**TASK TO COMPLETE:**
Could you write out, word for word, the stretch of the data below from the line containing "Provide the location of each instance of the wood" through the line containing "Provide the location of each instance of the succulent", with both of those lines included?

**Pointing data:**

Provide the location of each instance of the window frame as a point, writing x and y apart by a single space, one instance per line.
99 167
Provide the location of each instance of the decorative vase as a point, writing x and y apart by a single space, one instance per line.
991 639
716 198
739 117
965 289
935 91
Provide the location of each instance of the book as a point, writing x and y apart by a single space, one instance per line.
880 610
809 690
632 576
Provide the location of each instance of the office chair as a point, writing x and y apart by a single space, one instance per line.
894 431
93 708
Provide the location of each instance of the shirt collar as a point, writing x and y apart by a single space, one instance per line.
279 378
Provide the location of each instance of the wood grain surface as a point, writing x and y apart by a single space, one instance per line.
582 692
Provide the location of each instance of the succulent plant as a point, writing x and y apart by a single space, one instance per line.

...

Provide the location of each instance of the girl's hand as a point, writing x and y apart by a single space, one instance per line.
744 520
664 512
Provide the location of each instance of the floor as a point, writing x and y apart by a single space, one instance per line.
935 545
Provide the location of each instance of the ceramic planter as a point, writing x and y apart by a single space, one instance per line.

**THE OUTPUT:**
Provide the location of each instance of the wood grain surface as a point, writing x and y apart by a single space, one instance per line.
582 692
Provide the location of each instance of the succulent plant as a point, writing x and y apart by a single space, one instance per line.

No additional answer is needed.